▸ **Using the information**:
[A] According to the post on reproducibility talks, reproducibility is a function of which two things?
[B] Write the next part of the post on reproducibility talks, picking up after its last sentence.

▸ **Study text**:
=== Section Start ===

Slides for “Achieving Practical Reproducibility with Transparency and Accessibility” (DSSV 2020)

I was invited to speak at the ASA’s Symposium on Data Science and Statistics as well as the SAMSI/IASC conference on Data Science, Statistics, and Visualization thanks to Jim Harner at WVU. Both talks were on my approach to reproducible science based on my forthcoming book Introduction to Reproducible Science in R.

The talks make two key points:

  • The scientific method can be deconstructed into methodology and environment. Code is your methodology and your workstation is your environment.
  • Reproducibility is a function of transparency and accessibility

I’ve seen a lot of emphasis on tools to improve reproducibility but less so on process. Even if we solve the problem of being able to reproduce someone else’s work exactly (same data, same code) easily, the tool cannot interpret the methodology for us.

Here’s a simple example I learned in college. Suppose I have a black box that can compute 16/64. When you run the function you get the correct answer: 1/4. However, the method simply cancels the sixes to yield 1 over 4.

=== Section End ===

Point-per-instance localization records
=== Section Start ===

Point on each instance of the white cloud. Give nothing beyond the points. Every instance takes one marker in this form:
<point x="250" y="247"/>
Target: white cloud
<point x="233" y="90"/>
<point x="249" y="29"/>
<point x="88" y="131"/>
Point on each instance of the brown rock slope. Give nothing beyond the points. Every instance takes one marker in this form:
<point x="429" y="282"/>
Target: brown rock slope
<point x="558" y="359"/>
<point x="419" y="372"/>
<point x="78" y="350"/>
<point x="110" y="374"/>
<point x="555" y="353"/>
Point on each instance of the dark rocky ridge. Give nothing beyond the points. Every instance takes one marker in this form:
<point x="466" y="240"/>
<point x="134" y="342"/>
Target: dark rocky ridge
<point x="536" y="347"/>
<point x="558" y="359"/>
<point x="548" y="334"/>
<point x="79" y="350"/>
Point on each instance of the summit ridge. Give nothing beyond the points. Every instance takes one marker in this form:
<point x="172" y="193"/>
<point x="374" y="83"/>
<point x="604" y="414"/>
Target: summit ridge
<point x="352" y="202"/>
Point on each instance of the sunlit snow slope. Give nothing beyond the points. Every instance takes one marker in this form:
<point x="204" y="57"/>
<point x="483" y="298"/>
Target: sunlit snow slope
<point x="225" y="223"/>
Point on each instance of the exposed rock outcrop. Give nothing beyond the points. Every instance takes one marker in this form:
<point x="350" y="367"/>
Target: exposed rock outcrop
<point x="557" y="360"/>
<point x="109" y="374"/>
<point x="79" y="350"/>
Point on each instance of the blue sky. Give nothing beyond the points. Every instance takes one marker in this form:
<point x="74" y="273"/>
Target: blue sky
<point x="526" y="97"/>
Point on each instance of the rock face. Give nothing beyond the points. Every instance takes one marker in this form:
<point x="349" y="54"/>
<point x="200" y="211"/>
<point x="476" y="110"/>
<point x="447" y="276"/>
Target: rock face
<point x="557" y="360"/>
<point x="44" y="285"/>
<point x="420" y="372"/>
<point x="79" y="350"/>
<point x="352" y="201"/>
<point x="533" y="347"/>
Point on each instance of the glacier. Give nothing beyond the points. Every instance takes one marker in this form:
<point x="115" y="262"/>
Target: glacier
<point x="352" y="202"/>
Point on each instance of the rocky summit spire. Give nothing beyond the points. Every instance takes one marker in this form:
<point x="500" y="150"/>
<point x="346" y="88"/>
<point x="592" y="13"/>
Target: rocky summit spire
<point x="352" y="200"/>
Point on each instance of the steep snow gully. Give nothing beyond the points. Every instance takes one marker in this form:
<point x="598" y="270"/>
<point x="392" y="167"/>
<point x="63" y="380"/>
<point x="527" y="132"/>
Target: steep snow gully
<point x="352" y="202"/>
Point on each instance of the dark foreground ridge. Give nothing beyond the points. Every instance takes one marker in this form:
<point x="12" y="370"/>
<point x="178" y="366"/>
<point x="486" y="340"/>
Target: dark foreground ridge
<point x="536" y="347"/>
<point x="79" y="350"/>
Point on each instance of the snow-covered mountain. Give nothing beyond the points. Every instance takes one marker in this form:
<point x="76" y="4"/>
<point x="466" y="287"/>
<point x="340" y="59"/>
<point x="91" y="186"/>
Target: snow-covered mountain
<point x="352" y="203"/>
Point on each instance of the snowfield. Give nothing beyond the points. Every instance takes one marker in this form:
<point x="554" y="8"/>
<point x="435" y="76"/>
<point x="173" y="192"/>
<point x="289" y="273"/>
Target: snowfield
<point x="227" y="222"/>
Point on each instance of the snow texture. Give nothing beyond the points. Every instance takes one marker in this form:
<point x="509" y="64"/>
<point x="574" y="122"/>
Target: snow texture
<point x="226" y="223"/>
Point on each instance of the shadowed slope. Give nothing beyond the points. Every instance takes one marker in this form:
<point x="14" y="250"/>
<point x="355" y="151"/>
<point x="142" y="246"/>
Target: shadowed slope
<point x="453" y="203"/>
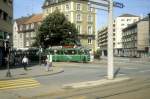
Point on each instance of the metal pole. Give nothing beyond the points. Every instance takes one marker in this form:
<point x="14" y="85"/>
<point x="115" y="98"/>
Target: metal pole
<point x="8" y="74"/>
<point x="149" y="32"/>
<point x="110" y="72"/>
<point x="40" y="55"/>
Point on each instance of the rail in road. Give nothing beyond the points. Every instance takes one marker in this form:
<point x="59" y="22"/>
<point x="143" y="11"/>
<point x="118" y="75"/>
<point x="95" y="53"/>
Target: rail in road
<point x="19" y="84"/>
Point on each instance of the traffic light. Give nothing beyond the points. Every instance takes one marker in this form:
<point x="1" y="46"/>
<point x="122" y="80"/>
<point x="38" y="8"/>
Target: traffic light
<point x="7" y="47"/>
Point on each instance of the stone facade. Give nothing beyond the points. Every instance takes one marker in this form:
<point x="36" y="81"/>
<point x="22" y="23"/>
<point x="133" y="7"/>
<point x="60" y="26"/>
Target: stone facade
<point x="80" y="13"/>
<point x="6" y="26"/>
<point x="136" y="39"/>
<point x="24" y="32"/>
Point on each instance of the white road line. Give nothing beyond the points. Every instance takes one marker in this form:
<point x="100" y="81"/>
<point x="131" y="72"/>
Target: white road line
<point x="145" y="71"/>
<point x="130" y="68"/>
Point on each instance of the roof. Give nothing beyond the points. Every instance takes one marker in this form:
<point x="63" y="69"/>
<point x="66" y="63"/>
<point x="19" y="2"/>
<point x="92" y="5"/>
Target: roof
<point x="48" y="3"/>
<point x="30" y="19"/>
<point x="34" y="18"/>
<point x="135" y="24"/>
<point x="128" y="15"/>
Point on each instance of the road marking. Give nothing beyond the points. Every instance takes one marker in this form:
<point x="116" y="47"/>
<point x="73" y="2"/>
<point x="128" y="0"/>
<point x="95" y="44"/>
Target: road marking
<point x="19" y="83"/>
<point x="145" y="71"/>
<point x="130" y="68"/>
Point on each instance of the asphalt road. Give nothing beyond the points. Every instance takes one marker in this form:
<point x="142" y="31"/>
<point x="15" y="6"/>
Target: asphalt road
<point x="79" y="72"/>
<point x="137" y="88"/>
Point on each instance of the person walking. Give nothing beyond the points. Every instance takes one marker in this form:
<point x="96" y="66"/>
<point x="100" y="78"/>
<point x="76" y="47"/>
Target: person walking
<point x="48" y="63"/>
<point x="25" y="62"/>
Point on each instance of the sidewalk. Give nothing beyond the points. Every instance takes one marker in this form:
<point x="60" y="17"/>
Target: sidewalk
<point x="33" y="71"/>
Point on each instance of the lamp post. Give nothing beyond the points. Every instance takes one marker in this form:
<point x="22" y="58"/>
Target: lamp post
<point x="8" y="74"/>
<point x="40" y="50"/>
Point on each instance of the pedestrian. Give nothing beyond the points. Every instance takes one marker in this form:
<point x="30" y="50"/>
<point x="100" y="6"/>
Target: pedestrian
<point x="48" y="62"/>
<point x="25" y="62"/>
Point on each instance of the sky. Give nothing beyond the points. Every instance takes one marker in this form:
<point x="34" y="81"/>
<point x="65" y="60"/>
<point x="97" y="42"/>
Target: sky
<point x="136" y="7"/>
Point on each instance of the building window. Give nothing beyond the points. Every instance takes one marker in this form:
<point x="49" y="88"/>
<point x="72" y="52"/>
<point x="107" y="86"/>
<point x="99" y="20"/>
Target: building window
<point x="90" y="41"/>
<point x="90" y="30"/>
<point x="78" y="6"/>
<point x="128" y="19"/>
<point x="122" y="19"/>
<point x="67" y="16"/>
<point x="113" y="30"/>
<point x="32" y="26"/>
<point x="89" y="7"/>
<point x="122" y="24"/>
<point x="78" y="17"/>
<point x="21" y="27"/>
<point x="5" y="16"/>
<point x="79" y="29"/>
<point x="1" y="14"/>
<point x="89" y="18"/>
<point x="20" y="35"/>
<point x="135" y="20"/>
<point x="67" y="7"/>
<point x="27" y="43"/>
<point x="33" y="34"/>
<point x="5" y="1"/>
<point x="27" y="35"/>
<point x="27" y="27"/>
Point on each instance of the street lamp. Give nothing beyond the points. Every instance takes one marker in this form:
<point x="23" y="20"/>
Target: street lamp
<point x="8" y="74"/>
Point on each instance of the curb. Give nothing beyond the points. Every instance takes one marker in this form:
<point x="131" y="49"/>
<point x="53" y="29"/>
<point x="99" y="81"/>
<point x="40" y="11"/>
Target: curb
<point x="94" y="83"/>
<point x="33" y="76"/>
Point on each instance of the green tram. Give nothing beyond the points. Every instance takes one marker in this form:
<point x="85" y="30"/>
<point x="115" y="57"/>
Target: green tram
<point x="68" y="54"/>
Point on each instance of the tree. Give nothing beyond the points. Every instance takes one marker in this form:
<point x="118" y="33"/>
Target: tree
<point x="56" y="30"/>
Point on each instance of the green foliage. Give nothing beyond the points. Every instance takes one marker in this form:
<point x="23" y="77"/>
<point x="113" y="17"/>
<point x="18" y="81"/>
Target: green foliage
<point x="56" y="30"/>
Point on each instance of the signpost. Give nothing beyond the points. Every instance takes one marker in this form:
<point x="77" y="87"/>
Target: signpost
<point x="118" y="4"/>
<point x="108" y="6"/>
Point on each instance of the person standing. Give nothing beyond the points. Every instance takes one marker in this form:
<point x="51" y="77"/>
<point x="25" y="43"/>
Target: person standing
<point x="25" y="62"/>
<point x="48" y="62"/>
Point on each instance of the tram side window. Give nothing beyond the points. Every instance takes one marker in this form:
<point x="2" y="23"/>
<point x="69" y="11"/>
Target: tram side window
<point x="70" y="52"/>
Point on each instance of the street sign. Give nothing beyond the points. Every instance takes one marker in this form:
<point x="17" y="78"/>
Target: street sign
<point x="99" y="7"/>
<point x="118" y="4"/>
<point x="104" y="3"/>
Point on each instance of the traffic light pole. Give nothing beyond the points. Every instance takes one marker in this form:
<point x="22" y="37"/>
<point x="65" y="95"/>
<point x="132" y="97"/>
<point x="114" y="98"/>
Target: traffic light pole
<point x="8" y="74"/>
<point x="110" y="70"/>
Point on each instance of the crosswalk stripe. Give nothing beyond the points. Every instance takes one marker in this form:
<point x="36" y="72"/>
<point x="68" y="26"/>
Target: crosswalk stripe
<point x="19" y="83"/>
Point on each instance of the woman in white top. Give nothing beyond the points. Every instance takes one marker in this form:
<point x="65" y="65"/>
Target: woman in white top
<point x="25" y="61"/>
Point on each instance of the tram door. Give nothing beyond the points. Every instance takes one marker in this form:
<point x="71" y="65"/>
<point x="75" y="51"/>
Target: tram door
<point x="1" y="56"/>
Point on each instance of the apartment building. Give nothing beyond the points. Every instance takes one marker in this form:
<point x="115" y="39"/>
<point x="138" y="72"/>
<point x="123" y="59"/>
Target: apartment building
<point x="122" y="22"/>
<point x="136" y="39"/>
<point x="80" y="13"/>
<point x="103" y="39"/>
<point x="24" y="31"/>
<point x="6" y="17"/>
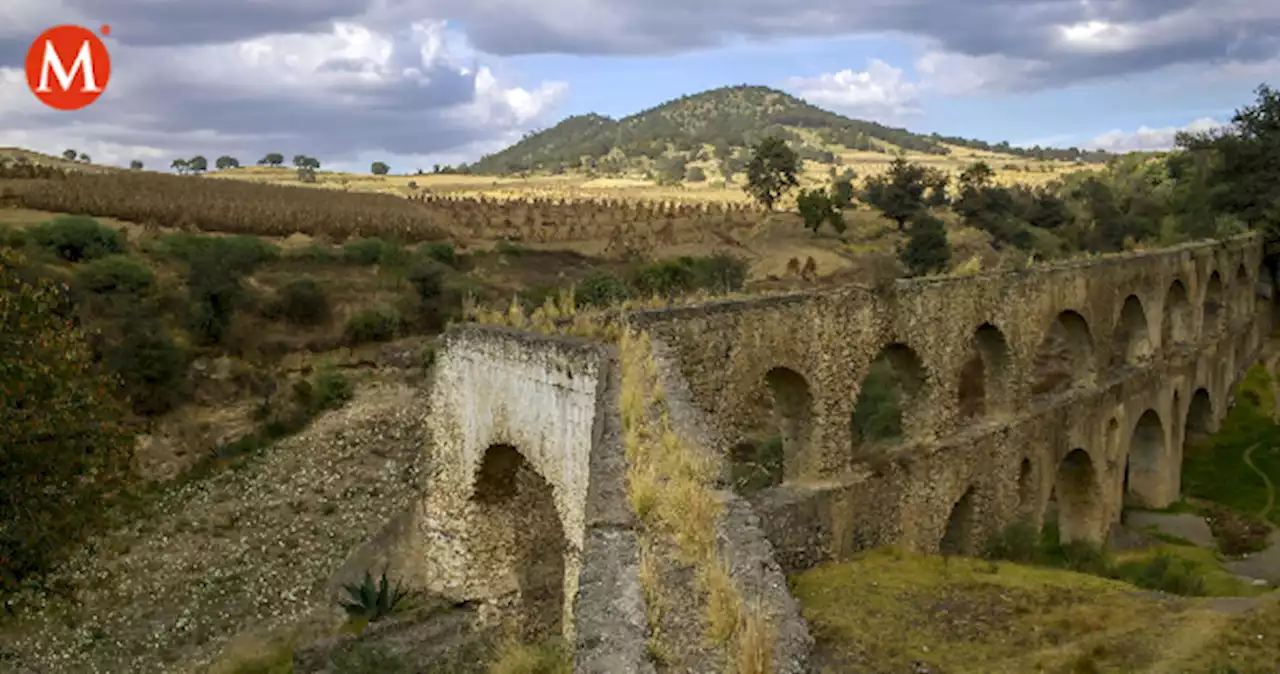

=== Section End ===

▸ **Per-task outputs**:
[A] Transparency and accessibility.

[B]
Cancel the sixes

You may get desired results but for the wrong reasons. And bad actors will produce desired results by cheating/lying. Transparency ensures others can verify that results are credible. The hydroxychloroquine sham dataset provided by Surgisphere is a poignant example showing how data provenance is one component of transparency. An earlier “study” by the CEO of Surgisphere included doctored images as “results”. Without a transparent method, it’s hard to root out bad actors.

Related to transparency is accessibility: are people of differing ability levels able to reproduce results? In the deep learning realm, many models are not accessible due to their size. GPT-3 is estimated to have cost $4.5mm to train, which means few people can reproduce the results of GPT-3. (That said, the deep learning solution to this problem is to use transfer learning to demonstrate generalizability of the model, thus skirting the issue of strict reproducibility).

The complete presentation from DSSV goes into a bit more detail. Enjoy!